PROBLEM DESCRIPTION:
Show every line of the material below that contains the string "target", copying each one in full.

Start of DATA TO PROCESS

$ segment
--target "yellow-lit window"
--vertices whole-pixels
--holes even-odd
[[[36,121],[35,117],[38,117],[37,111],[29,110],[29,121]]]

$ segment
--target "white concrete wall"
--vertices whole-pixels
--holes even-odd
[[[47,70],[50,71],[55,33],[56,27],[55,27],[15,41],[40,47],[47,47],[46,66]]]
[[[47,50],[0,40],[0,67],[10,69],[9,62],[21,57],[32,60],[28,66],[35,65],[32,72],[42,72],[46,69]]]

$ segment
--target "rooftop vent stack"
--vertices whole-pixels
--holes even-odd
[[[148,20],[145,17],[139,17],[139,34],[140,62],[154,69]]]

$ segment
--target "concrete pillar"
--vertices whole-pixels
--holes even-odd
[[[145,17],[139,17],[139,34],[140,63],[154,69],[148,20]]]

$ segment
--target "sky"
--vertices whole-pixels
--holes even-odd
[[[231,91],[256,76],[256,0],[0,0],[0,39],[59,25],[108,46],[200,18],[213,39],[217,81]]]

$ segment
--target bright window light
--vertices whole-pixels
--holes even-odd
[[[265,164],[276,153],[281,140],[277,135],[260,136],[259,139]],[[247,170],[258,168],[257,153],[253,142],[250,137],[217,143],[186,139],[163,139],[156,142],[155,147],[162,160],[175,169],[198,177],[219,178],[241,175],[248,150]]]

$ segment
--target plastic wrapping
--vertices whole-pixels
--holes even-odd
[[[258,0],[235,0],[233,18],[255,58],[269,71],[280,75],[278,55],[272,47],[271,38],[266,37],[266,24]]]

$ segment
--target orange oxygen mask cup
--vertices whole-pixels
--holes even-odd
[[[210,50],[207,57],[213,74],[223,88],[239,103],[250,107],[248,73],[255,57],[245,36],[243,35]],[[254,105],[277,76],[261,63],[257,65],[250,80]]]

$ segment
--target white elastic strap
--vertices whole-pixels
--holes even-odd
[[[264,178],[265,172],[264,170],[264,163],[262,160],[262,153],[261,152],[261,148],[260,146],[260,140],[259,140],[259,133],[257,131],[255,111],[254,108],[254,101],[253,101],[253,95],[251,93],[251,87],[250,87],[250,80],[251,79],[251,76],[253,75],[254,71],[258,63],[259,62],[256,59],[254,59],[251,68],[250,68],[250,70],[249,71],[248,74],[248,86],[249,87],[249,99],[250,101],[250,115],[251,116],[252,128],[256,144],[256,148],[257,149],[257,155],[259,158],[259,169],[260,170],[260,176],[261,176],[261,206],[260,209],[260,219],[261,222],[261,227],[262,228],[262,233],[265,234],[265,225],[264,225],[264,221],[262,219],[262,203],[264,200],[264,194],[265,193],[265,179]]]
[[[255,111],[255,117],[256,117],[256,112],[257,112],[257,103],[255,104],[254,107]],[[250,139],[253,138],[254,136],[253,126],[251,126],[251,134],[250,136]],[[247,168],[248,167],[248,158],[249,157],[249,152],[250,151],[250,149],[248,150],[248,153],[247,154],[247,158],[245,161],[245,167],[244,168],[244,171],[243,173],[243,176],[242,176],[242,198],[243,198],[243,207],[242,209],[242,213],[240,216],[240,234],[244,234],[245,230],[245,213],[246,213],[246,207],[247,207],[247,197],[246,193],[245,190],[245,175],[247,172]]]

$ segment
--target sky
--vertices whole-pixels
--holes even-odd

End of DATA TO PROCESS
Start of DATA TO PROCESS

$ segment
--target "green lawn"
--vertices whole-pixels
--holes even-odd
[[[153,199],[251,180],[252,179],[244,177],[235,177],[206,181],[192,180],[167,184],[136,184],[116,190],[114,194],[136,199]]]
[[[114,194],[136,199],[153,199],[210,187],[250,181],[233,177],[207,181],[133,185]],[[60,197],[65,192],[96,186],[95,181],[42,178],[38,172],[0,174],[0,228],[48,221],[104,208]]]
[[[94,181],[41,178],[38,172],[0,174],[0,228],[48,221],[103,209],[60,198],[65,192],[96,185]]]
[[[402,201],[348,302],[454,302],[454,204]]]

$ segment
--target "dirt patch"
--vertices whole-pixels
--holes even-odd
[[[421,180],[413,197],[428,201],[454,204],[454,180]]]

End of DATA TO PROCESS

EXERCISE ANSWER:
--target "yellow-lit window"
--target "white concrete wall"
--target "rooftop vent stack"
--target "concrete pillar"
--target "sky"
--target bright window light
--target plastic wrapping
--target orange oxygen mask cup
--target white elastic strap
--target sky
--target "green lawn"
--target "dirt patch"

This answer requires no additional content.